Activity A: Please reproduce the rows from their first line through the line containing "positive clicks: (153, 287)", including both ends, and leave the pictures out of your answer.

Text shown:
:::::
OTel also provides a "collector", whose role is mostly to act as a proxy, relaying metrics, logs and traces from one place to another.

You can use OpenTelemetry in Kepler to export OTel metrics, that will be pushed to an OTel Collector running on the side (like a wagon), and that will export these metrics to Prometheus. This way, it's 100% compatible with the current architecture, and you don't need to rewrite your Grafana dashboards.

The benefit is that the user can easily configure the OpenTelemetry Collector to push metrics to other backends as well (Datadog, New Relic, etc.)

To answer your points:

Last but not least: it is important to follow semantic conventions. For example, you're currently exporting this metric: kepler_container_core_joules_total, which follows Prometheus conventions.

In OpenTelemetry, you will rather create a metric as:

  • type: Counter
  • name: kepler.container.core
  • unit: J (for joules)

When exported to Prometheus (using either OpenTelemetry Collector Contrib exporters for Prometheus), this metric will be converted to kepler_container_core_joules_total by the collector automatically (using the translator documented here).

Hope this helps understand OpenTelemetry!

LGTM.

btw, do you know if prometheus has any idea to consume OTel metric directly?

SamYuan1990 commented 1 year ago

I tried with https://github.com/open-telemetry/opentelemetry-go/blob/main/example/prometheus/main.go and https://github.com/open-telemetry/opentelemetry-go/blob/main/example/view/main.go it seems if we use OTel, it's nearly same as prometheus? as the output is http://localhost:2222/metrics or http://localhost:2223/metrics from the sample, hence, does it mean we can use prometheus to consume Otel directly? if we don't have sum or count type convert?

ref https://opentelemetry.io/docs/reference/specification/metrics/data-model/#point-kinds

stale[bot] commented 1 year ago

This issue has been automatically marked as stale because it has not had recent activity. It will be closed if no further activity occurs. Thank you for your contributions.

marceloamaral commented 1 year ago

@SamYuan1990 OpenTelemetry can collect metrics from Prometheus directly https://uptrace.dev/opentelemetry/prometheus-metrics.html

So, we don't need to export OpenTelemetry metrics, right?

SamYuan1990 commented 1 year ago

@SamYuan1990 OpenTelemetry can collect metrics from Prometheus directly https://uptrace.dev/opentelemetry/prometheus-metrics.html

So, we don't need to export OpenTelemetry metrics, right?
:::::
Provided data:

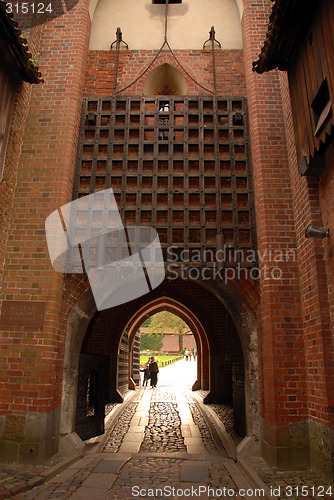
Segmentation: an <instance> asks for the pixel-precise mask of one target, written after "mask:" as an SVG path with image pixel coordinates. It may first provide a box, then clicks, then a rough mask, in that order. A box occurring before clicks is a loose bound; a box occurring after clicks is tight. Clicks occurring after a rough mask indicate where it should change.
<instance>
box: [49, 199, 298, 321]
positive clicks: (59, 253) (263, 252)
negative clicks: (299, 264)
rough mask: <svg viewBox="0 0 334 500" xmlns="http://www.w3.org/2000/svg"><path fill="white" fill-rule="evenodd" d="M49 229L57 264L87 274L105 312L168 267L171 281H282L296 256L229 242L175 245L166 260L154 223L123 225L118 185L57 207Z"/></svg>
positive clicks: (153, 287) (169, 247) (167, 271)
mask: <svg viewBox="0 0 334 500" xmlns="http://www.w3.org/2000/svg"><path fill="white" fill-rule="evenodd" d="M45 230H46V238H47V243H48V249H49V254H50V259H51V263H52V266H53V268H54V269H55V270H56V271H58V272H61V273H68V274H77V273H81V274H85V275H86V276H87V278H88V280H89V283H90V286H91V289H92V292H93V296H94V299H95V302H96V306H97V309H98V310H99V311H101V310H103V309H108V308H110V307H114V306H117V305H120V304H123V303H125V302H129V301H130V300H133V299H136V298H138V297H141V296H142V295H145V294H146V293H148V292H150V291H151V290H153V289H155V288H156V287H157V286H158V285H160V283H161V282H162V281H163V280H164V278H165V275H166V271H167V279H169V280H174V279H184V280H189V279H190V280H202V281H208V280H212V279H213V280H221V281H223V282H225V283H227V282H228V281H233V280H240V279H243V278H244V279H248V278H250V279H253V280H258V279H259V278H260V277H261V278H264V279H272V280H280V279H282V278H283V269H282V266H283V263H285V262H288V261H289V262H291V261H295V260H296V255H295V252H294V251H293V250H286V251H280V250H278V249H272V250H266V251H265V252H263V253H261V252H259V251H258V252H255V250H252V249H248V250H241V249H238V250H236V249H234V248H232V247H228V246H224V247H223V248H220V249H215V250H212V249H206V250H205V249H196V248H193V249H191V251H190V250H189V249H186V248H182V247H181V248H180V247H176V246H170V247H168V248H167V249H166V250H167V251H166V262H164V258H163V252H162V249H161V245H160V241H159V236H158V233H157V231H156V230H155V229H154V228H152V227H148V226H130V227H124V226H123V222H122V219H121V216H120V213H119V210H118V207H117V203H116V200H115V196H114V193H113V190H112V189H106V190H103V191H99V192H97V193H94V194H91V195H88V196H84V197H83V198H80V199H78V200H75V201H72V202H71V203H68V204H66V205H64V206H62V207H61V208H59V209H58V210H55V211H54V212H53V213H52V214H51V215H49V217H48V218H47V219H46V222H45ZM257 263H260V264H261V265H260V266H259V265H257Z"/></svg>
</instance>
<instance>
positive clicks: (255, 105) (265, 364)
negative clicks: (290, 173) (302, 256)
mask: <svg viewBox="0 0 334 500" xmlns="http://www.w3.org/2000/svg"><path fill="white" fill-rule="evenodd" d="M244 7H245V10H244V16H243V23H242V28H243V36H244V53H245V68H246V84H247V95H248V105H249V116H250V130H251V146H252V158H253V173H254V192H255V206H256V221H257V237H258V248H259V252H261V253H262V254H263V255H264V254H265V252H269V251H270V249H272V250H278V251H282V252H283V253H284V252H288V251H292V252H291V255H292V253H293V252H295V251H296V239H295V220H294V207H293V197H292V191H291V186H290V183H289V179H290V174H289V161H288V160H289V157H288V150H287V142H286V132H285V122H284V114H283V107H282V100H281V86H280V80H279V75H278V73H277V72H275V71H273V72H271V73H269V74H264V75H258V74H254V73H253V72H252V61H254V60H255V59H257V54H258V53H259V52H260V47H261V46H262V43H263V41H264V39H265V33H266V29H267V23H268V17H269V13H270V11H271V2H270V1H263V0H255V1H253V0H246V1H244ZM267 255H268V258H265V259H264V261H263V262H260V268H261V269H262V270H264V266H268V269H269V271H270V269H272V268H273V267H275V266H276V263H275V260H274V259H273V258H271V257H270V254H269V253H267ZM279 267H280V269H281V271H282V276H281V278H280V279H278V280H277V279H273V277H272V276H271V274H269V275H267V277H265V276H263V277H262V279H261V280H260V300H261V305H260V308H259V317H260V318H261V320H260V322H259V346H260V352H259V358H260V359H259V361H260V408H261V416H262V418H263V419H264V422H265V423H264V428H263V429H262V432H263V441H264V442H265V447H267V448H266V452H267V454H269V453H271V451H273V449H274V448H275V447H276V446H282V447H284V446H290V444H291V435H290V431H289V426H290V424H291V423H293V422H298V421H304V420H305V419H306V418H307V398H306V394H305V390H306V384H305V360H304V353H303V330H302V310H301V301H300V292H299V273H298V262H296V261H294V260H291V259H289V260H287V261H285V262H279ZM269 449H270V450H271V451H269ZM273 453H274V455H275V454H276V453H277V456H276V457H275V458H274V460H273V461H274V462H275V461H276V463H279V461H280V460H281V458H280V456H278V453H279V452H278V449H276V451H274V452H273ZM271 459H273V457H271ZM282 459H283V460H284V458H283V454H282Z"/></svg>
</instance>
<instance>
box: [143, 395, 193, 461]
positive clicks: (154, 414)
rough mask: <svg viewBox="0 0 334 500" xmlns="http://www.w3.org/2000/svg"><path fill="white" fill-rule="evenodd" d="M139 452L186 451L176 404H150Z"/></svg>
:::::
Activity B: List every account name that appears before "commented" in the OpenTelemetry thread.

Task answer A:
Segmentation: an <instance> asks for the pixel-precise mask of one target, written after "mask:" as an SVG path with image pixel coordinates. It may first provide a box, then clicks, then a rough mask, in that order. A box occurring before clicks is a loose bound; a box occurring after clicks is tight. Clicks occurring after a rough mask indicate where it should change.
<instance>
box: [49, 199, 298, 321]
positive clicks: (59, 253) (263, 252)
negative clicks: (299, 264)
rough mask: <svg viewBox="0 0 334 500" xmlns="http://www.w3.org/2000/svg"><path fill="white" fill-rule="evenodd" d="M49 229L57 264L87 274L105 312L168 267L171 281H282L296 256L229 242L175 245L166 260L154 223L123 225L118 185L57 207Z"/></svg>
positive clicks: (153, 287) (169, 247) (167, 271)

Task answer B:
SamYuan1990
stale[bot]
marceloamaral